⟨
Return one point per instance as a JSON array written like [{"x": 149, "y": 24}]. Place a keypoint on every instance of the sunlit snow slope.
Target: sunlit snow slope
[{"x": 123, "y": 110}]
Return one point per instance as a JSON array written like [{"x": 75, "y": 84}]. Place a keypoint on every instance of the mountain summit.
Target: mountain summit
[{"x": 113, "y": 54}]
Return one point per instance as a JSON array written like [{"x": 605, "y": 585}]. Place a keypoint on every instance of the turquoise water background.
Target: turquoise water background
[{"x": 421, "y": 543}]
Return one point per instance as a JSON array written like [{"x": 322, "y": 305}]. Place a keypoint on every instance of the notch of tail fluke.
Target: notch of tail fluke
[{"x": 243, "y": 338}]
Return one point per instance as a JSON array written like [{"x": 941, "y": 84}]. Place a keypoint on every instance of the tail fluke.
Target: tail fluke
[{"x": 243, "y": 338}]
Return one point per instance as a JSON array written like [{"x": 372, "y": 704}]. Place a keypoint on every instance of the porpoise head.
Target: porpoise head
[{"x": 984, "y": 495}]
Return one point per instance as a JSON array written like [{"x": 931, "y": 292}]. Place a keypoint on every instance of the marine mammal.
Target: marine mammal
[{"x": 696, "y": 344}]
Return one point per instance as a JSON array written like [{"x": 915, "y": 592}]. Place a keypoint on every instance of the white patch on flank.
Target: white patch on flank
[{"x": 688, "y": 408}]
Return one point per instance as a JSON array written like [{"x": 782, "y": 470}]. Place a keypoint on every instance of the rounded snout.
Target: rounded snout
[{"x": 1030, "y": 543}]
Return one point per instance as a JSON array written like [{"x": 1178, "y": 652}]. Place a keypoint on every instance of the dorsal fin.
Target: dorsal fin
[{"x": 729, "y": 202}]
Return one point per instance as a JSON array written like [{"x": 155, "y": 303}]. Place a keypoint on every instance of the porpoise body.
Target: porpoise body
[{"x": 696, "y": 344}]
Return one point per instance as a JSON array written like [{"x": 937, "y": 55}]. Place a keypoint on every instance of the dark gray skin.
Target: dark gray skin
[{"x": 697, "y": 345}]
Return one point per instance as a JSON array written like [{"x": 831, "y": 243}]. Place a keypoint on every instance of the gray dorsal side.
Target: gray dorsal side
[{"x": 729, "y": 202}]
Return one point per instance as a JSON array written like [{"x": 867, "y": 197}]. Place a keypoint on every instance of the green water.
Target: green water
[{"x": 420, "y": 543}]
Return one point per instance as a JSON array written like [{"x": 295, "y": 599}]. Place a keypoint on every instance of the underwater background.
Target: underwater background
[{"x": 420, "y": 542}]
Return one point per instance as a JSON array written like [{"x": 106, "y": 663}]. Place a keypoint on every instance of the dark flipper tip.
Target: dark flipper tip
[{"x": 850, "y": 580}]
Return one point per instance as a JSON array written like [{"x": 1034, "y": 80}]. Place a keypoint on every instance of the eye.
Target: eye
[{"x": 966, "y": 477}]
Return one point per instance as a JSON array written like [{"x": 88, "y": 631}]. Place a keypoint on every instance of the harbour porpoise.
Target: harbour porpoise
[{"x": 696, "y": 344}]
⟩
- _Given task_: Transcribe the full listing above without leaving anything out.

- _Solution to this exercise_:
Return one point per instance as a JSON array written like [{"x": 149, "y": 24}]. Place a keypoint on every instance of the sunlit snow slope.
Target: sunlit snow slope
[{"x": 123, "y": 110}]
Return one point per instance as a JSON array written like [{"x": 75, "y": 84}]. Place a keypoint on every instance of the mountain summit.
Target: mountain summit
[{"x": 113, "y": 54}]
Return one point per instance as a JSON array written like [{"x": 605, "y": 585}]. Place a keypoint on every instance of the turquoise water background.
Target: turquoise water background
[{"x": 421, "y": 543}]
Return one point per instance as a JSON array written like [{"x": 322, "y": 305}]. Place a keypoint on every instance of the notch of tail fluke.
Target: notch of tail fluke
[{"x": 243, "y": 338}]
Return one point per instance as a JSON array written like [{"x": 941, "y": 84}]. Place a keypoint on every instance of the tail fluke.
Target: tail fluke
[{"x": 243, "y": 338}]
Return one point per instance as a JSON array written like [{"x": 372, "y": 704}]. Place a keypoint on every instance of the porpoise head.
Target: porpoise head
[{"x": 984, "y": 495}]
Return one point per instance as a JSON array written like [{"x": 931, "y": 292}]. Place a keypoint on every instance of the marine mammal.
Target: marine mammal
[{"x": 696, "y": 344}]
Return one point per instance as a JSON array written like [{"x": 915, "y": 592}]. Place a keypoint on every instance of the white patch on flank.
Target: white patch on flank
[{"x": 688, "y": 408}]
Return one point per instance as a JSON array written like [{"x": 782, "y": 470}]. Place a keypoint on every instance of the rounded snout.
Target: rounded snout
[{"x": 1030, "y": 543}]
Return one point per instance as a JSON array written like [{"x": 1178, "y": 652}]. Place a keypoint on every instance of the dorsal fin.
Target: dorsal fin
[{"x": 729, "y": 202}]
Return one point per instance as a JSON array written like [{"x": 155, "y": 303}]. Place a keypoint on every instance of the porpoise body.
Target: porpoise body
[{"x": 696, "y": 344}]
Return one point per instance as a JSON array written like [{"x": 937, "y": 55}]. Place a keypoint on every instance of the dark gray skin.
Target: dark gray skin
[{"x": 697, "y": 345}]
Return one point per instance as a JSON array written like [{"x": 831, "y": 243}]. Place a keypoint on every instance of the gray dorsal side.
Target: gray dorsal side
[{"x": 729, "y": 202}]
Return one point per instance as a JSON array written like [{"x": 867, "y": 197}]. Place a keypoint on every instance of the green water.
Target: green water
[{"x": 420, "y": 543}]
Return one point per instance as a JSON array written like [{"x": 295, "y": 599}]. Place a keypoint on every instance of the underwater background.
Target: underwater background
[{"x": 420, "y": 542}]
Return one point per instance as a JSON array written like [{"x": 106, "y": 663}]. Place a keypoint on every instance of the dark flipper tip.
Target: dark flipper tip
[{"x": 850, "y": 580}]
Return one point per instance as a JSON array written like [{"x": 1034, "y": 80}]. Place a keypoint on every instance of the eye.
Target: eye
[{"x": 966, "y": 477}]
Return one point per instance as a JSON array written like [{"x": 88, "y": 631}]. Place a keypoint on every instance of the harbour porpoise.
Target: harbour porpoise
[{"x": 696, "y": 344}]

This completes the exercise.